======== Source records ========

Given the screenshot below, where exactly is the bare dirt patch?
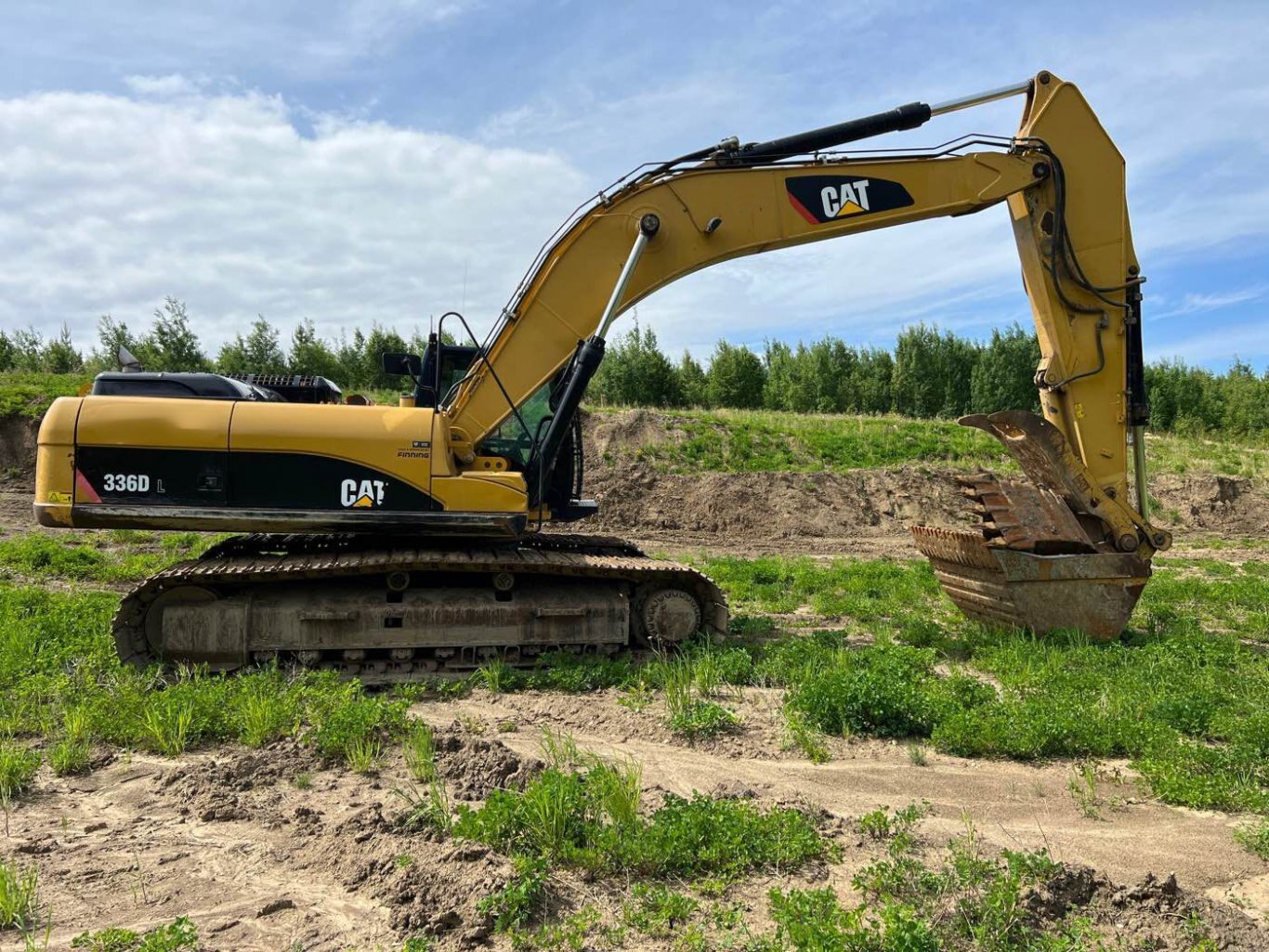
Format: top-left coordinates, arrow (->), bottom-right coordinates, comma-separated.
7,715 -> 1269,952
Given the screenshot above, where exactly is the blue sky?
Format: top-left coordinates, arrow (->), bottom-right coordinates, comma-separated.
0,0 -> 1269,370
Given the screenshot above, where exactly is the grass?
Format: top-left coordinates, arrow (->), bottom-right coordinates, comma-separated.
593,408 -> 1269,480
0,584 -> 406,776
0,371 -> 89,419
0,859 -> 39,933
0,532 -> 218,582
71,915 -> 198,952
453,763 -> 832,879
1234,819 -> 1269,863
402,721 -> 437,783
597,410 -> 1008,472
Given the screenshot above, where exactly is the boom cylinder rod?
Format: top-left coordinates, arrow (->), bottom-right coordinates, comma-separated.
1132,425 -> 1150,522
930,80 -> 1032,115
595,215 -> 661,340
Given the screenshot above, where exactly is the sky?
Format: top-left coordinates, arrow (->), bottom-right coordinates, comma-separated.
0,0 -> 1269,370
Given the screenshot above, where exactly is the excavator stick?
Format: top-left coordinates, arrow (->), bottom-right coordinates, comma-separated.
912,411 -> 1165,640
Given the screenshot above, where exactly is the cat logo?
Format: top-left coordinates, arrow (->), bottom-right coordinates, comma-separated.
339,480 -> 386,509
784,176 -> 912,225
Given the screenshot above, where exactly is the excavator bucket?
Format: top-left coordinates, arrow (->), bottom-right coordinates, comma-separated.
912,411 -> 1150,640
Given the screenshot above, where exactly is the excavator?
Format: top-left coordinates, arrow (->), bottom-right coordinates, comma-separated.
34,72 -> 1171,683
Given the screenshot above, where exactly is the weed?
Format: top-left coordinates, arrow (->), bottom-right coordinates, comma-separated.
1234,817 -> 1269,862
0,859 -> 39,932
856,801 -> 930,854
312,685 -> 405,765
478,857 -> 551,932
538,724 -> 585,771
48,737 -> 93,776
784,707 -> 831,764
590,758 -> 644,828
392,776 -> 454,831
0,740 -> 39,837
621,882 -> 700,938
617,681 -> 653,713
71,915 -> 198,952
655,655 -> 739,738
403,721 -> 437,783
141,690 -> 194,757
1066,761 -> 1102,820
344,737 -> 384,775
666,700 -> 739,740
454,764 -> 832,877
476,658 -> 516,695
239,678 -> 299,748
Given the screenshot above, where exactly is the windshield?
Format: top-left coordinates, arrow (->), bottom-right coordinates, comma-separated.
479,381 -> 551,470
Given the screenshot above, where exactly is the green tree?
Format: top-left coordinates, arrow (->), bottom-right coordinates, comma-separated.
216,315 -> 287,374
39,324 -> 84,373
705,340 -> 766,410
891,322 -> 978,416
970,324 -> 1040,414
133,297 -> 212,371
361,324 -> 410,390
590,324 -> 683,406
7,328 -> 45,373
287,318 -> 347,385
679,350 -> 710,406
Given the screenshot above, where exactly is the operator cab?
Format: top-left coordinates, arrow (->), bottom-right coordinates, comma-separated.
379,333 -> 479,410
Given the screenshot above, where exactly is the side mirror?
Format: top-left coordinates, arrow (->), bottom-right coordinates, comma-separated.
379,353 -> 423,377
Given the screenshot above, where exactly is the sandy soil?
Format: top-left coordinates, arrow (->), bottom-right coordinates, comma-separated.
0,705 -> 1269,951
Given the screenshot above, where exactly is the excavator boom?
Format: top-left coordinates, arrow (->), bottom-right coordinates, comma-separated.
35,72 -> 1170,679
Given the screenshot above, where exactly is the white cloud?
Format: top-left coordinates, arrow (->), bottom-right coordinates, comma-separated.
0,84 -> 583,346
1151,284 -> 1269,320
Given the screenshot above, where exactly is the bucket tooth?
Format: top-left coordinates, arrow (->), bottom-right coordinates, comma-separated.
912,526 -> 1150,640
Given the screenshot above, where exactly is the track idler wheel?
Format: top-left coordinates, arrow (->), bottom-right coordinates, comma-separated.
634,586 -> 703,647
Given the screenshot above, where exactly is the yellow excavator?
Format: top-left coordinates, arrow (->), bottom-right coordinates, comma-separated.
34,72 -> 1171,682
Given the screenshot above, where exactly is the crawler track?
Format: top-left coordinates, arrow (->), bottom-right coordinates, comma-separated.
114,533 -> 728,683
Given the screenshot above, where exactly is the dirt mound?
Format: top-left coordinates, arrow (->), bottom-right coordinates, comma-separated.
1150,474 -> 1269,536
157,741 -> 321,827
436,728 -> 543,800
586,464 -> 968,540
0,416 -> 39,488
305,804 -> 511,948
1023,865 -> 1269,952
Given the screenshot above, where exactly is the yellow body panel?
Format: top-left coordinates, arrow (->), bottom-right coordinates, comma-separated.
75,396 -> 235,450
229,402 -> 441,492
35,398 -> 81,526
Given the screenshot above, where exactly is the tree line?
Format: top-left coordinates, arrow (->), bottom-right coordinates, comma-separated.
0,298 -> 1269,434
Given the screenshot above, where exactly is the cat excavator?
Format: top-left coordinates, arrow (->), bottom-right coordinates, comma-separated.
34,72 -> 1171,682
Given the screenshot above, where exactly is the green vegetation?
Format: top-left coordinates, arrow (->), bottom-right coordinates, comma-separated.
1234,819 -> 1269,863
453,763 -> 831,880
0,530 -> 217,582
0,537 -> 1269,813
0,298 -> 1269,436
0,372 -> 87,419
604,410 -> 1008,472
749,804 -> 1106,952
71,915 -> 198,952
0,859 -> 39,933
0,585 -> 406,776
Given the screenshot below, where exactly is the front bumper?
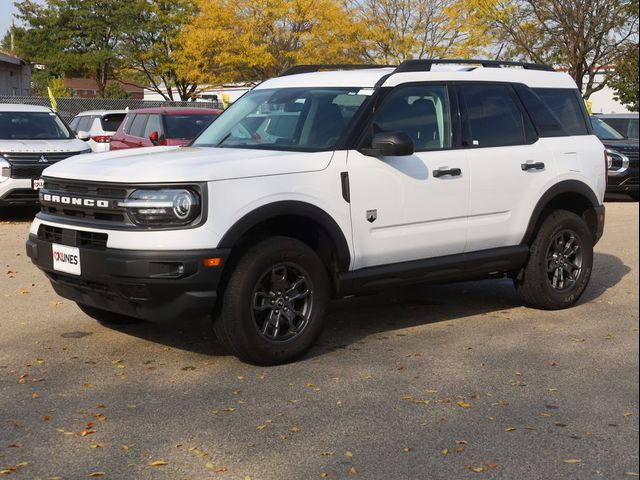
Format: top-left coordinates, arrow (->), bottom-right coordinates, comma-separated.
26,229 -> 230,323
0,178 -> 40,207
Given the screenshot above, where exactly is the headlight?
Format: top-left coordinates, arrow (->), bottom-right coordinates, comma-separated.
118,188 -> 201,227
606,148 -> 629,177
0,156 -> 11,182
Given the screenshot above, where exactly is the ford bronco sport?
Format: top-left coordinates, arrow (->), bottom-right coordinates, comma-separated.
27,60 -> 607,365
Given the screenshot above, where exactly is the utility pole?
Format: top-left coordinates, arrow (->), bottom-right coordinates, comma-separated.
10,19 -> 16,55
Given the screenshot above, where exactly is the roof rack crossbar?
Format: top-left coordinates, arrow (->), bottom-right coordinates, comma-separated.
393,58 -> 555,73
278,63 -> 396,77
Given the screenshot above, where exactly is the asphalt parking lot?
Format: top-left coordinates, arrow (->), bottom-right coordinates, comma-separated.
0,201 -> 639,480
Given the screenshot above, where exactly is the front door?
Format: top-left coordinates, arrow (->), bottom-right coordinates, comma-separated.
347,83 -> 469,269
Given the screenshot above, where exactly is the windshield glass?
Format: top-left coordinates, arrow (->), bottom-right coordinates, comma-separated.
164,114 -> 217,140
100,113 -> 126,132
194,88 -> 372,152
591,117 -> 624,140
0,112 -> 74,140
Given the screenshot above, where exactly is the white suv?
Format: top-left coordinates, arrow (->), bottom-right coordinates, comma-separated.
27,60 -> 606,364
0,103 -> 91,207
69,110 -> 127,152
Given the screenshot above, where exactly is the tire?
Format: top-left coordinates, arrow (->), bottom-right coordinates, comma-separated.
76,303 -> 144,326
514,210 -> 593,310
214,237 -> 331,365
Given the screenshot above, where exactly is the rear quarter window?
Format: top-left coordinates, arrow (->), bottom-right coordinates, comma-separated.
533,88 -> 591,135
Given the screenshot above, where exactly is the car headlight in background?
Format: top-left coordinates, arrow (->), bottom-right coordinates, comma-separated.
606,148 -> 629,177
0,156 -> 11,183
118,188 -> 202,227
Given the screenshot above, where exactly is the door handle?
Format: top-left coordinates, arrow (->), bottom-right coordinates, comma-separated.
433,167 -> 462,178
520,162 -> 544,172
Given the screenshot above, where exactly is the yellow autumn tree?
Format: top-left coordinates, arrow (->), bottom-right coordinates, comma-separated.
179,0 -> 366,83
351,0 -> 492,63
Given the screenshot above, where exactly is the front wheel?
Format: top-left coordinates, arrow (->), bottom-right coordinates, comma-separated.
214,237 -> 330,365
514,210 -> 593,310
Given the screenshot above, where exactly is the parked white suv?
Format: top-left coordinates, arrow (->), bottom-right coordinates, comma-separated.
69,110 -> 127,152
27,60 -> 606,364
0,103 -> 91,207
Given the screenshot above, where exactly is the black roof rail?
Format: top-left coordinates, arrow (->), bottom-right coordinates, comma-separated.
393,58 -> 555,73
278,63 -> 396,77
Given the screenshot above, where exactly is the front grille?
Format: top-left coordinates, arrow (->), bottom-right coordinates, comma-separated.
2,188 -> 38,203
2,152 -> 80,178
40,178 -> 133,226
38,225 -> 109,250
10,164 -> 49,178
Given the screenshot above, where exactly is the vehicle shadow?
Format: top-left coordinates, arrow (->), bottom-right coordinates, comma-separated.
96,253 -> 631,358
0,205 -> 40,222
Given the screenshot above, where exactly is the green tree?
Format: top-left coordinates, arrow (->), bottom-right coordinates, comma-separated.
118,0 -> 197,100
16,0 -> 137,97
104,81 -> 131,99
611,43 -> 640,112
47,77 -> 71,98
179,0 -> 366,83
352,0 -> 490,64
478,0 -> 638,99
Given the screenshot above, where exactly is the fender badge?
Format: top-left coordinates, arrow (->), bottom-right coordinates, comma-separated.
367,210 -> 378,223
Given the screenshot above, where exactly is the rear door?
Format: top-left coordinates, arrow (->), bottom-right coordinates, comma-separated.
458,83 -> 557,252
348,83 -> 469,269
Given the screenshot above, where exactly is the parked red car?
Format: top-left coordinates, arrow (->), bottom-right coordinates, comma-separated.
111,107 -> 222,150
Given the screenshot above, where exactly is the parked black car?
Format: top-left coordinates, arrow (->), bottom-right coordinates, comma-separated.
591,117 -> 638,200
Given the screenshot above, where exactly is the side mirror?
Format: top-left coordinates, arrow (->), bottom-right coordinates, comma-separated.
360,132 -> 414,157
76,130 -> 91,142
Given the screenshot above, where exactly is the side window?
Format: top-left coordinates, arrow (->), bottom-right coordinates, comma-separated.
460,84 -> 536,147
128,115 -> 149,137
373,85 -> 452,152
141,115 -> 162,138
533,88 -> 589,135
513,84 -> 569,137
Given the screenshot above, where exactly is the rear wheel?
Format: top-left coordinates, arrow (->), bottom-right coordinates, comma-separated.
214,237 -> 330,365
514,210 -> 593,310
76,303 -> 143,325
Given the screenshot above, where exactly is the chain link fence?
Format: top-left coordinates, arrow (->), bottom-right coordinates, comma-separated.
0,95 -> 223,121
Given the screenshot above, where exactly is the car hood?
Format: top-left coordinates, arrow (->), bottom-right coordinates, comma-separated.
43,146 -> 333,183
600,139 -> 638,150
0,138 -> 89,153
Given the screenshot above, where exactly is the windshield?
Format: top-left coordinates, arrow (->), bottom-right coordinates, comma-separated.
193,88 -> 373,152
591,117 -> 625,140
164,114 -> 217,140
0,112 -> 74,140
100,113 -> 126,132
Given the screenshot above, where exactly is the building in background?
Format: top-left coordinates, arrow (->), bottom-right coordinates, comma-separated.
0,52 -> 31,96
64,77 -> 144,100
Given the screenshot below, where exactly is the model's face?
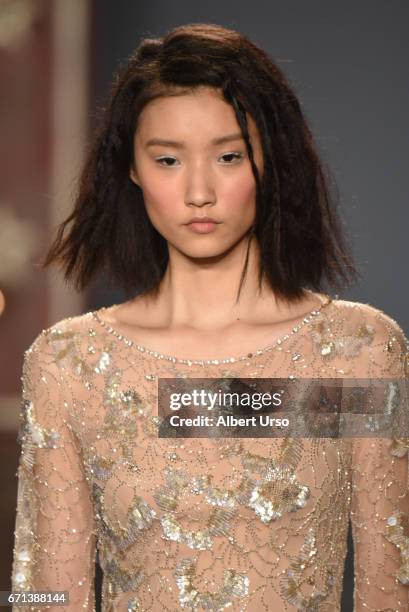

========

Rewrite the items from the line with "Given the screenshot above, where exactly is the yellow body" up to and including the line with "0,156 -> 11,182", substituting "forest edge" for "tree line" and changing nothing else. Leave the pictures out of your answer.

Given the screenshot above, where exactly is the yellow body panel?
Format: top-left coordinates, arrow (->), bottom-right coordinates, comma-separated.
75,396 -> 235,450
229,402 -> 441,492
35,398 -> 81,526
Given the screenshot above, where exactly is the forest edge?
Format: top-left coordinates, arrow (->), bottom-right coordinates, comma-separated.
0,298 -> 1269,434
Given the screenshot above, where exactly is the cat excavator?
Format: top-left coordinates, arrow (->), bottom-right coordinates, comma-separated.
34,72 -> 1171,682
Given the screenshot above, where exactly is the green vegetation?
Format: top-left coordinates, arrow (->), bottom-right coordinates, comma-separated.
1234,819 -> 1269,863
453,763 -> 831,880
0,530 -> 217,582
0,537 -> 1269,813
0,298 -> 1269,436
0,372 -> 87,419
604,410 -> 1008,472
749,804 -> 1106,952
71,915 -> 198,952
0,859 -> 39,933
0,585 -> 406,776
Given the screenshot below, where exactly is the front bumper?
Format: top-left coordinates, arrow (->), bottom-right coordinates, comma-separated.
26,229 -> 230,323
0,178 -> 40,207
Given the screenshot above, where exactly is the headlight?
Format: top-left coordinates, arrow (->), bottom-right coordinates, comma-separated.
118,188 -> 201,227
606,148 -> 629,177
0,156 -> 11,182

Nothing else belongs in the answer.